→ **Dataset**
────

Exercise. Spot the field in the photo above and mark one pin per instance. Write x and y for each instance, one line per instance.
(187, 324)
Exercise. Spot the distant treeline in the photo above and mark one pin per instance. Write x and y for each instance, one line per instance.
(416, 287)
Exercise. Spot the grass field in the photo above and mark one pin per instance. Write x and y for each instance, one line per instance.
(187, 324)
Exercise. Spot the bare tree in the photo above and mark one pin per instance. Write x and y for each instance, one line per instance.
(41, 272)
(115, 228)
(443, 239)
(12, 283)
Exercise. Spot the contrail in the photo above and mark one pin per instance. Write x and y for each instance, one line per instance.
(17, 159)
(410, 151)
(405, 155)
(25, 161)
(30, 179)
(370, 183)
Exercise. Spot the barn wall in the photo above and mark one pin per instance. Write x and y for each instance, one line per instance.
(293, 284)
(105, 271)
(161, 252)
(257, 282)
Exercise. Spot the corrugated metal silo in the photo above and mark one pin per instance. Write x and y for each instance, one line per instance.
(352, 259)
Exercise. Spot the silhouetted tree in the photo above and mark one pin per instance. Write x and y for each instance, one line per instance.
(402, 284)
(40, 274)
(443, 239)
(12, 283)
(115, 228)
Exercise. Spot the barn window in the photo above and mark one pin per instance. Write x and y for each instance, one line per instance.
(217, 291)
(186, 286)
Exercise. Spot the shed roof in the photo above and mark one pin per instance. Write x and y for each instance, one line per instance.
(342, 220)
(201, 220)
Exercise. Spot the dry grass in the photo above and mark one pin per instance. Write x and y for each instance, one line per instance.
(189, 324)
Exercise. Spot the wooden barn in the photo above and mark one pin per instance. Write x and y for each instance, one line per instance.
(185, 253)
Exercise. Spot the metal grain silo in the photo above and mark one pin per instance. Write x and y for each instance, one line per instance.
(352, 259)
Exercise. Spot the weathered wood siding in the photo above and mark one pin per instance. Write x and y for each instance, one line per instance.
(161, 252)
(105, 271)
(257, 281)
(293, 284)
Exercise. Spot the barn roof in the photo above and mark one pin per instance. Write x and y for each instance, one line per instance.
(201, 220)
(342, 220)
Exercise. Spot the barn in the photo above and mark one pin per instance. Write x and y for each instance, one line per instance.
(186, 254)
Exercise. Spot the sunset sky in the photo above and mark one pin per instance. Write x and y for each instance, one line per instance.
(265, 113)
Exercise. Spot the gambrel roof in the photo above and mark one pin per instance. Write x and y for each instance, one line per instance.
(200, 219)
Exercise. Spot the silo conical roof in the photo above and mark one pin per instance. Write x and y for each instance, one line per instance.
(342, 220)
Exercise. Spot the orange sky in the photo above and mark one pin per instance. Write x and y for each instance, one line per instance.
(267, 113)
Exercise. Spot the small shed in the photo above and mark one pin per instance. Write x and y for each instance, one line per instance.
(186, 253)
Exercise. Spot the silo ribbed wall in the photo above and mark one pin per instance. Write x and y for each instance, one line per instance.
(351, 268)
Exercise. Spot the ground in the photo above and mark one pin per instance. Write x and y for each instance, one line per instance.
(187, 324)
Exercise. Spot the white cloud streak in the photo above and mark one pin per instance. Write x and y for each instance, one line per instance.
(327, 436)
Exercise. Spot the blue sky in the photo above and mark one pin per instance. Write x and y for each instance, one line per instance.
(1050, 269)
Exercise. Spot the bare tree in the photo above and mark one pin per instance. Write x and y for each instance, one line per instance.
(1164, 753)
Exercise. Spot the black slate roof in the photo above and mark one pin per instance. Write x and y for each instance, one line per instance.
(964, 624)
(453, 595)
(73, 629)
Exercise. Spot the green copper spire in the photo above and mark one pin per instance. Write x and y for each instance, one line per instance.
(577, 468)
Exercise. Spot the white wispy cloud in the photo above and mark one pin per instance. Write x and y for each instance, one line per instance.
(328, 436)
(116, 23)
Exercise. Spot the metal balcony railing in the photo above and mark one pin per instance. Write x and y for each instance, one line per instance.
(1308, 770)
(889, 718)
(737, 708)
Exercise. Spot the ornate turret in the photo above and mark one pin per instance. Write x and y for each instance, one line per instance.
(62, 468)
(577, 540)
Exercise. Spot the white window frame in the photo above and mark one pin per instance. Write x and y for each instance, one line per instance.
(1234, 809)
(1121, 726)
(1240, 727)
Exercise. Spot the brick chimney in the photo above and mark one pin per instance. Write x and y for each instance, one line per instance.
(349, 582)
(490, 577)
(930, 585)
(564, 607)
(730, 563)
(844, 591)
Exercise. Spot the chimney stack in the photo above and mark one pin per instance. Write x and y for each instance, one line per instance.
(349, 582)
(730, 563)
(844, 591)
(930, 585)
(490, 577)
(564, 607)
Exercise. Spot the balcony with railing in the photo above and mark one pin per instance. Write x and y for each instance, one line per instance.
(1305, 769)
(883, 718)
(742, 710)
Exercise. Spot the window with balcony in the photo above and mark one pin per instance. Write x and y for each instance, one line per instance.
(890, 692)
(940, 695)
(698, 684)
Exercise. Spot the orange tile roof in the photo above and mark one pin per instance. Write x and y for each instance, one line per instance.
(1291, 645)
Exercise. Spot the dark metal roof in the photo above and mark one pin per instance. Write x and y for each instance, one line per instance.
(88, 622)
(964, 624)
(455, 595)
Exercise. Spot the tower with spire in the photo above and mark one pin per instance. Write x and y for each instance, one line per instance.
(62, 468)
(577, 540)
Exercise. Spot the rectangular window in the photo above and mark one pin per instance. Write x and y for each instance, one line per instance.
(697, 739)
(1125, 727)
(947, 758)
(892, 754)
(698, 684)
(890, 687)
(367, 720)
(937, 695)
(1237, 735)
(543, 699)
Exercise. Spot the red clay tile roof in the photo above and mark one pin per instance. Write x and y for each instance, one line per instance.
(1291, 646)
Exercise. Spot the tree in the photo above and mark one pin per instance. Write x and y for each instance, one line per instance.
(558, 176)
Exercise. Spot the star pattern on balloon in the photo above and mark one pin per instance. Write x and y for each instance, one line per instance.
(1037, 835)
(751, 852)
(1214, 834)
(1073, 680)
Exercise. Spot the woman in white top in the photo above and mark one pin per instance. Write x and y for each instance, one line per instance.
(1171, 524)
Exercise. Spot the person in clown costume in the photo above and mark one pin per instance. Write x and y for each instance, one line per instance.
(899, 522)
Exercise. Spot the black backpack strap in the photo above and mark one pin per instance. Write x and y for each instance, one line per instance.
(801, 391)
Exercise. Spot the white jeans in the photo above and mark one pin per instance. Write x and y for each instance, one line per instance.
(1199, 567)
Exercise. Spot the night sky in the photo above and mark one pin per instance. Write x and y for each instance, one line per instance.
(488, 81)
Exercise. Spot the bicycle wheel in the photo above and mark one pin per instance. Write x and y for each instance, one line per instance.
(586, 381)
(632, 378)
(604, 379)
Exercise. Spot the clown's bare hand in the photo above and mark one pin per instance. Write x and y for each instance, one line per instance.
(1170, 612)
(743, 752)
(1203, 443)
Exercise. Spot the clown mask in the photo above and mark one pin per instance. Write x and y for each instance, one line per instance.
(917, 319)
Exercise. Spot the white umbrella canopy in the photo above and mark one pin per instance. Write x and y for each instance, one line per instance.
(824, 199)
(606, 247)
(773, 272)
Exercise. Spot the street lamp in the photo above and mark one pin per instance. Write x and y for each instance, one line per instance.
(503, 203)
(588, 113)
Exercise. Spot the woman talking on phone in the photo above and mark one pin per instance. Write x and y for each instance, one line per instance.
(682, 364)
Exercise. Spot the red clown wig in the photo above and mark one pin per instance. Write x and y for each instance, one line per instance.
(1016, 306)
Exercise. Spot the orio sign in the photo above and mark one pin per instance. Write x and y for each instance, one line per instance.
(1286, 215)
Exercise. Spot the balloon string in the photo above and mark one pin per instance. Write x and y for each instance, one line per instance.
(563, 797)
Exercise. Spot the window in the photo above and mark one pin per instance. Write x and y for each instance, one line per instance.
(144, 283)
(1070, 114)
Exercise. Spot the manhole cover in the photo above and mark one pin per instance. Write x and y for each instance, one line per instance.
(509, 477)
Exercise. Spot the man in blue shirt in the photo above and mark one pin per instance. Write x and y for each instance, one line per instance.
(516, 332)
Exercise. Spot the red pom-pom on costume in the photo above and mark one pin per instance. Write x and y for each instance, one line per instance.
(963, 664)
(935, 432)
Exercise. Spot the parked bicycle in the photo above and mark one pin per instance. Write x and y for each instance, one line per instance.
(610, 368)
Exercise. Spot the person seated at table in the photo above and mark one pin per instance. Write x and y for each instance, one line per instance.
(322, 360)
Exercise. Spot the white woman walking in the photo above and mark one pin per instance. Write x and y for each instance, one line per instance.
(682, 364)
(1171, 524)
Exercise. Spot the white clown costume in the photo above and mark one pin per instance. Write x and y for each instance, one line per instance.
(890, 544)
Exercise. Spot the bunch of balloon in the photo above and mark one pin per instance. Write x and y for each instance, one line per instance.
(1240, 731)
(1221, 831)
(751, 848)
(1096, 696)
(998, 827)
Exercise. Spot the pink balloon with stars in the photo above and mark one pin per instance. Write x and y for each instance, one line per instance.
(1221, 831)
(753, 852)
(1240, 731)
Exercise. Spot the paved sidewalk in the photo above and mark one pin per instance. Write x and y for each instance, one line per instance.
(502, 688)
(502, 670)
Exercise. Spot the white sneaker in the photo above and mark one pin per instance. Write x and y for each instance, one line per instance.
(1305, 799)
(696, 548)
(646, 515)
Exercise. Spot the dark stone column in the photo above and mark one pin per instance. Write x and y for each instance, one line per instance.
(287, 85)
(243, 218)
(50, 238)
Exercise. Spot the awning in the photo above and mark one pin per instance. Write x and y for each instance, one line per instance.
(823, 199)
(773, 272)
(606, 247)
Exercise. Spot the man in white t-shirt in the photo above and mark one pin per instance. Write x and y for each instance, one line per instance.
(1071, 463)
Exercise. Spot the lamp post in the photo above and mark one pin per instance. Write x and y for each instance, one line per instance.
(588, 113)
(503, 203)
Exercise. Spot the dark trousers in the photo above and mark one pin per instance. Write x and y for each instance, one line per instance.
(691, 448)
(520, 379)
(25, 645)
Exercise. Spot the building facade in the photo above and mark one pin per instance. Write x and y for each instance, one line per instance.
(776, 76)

────

→ **What is needed**
From the line holding "Exercise. Spot the building" through the final line of the data above, copy every line exactly as written. Include nothing else.

→ **Written solution**
Exercise. Spot the building facade in the photo above and mark one pin per instance. Write x and y for each instance, one line per instance.
(776, 76)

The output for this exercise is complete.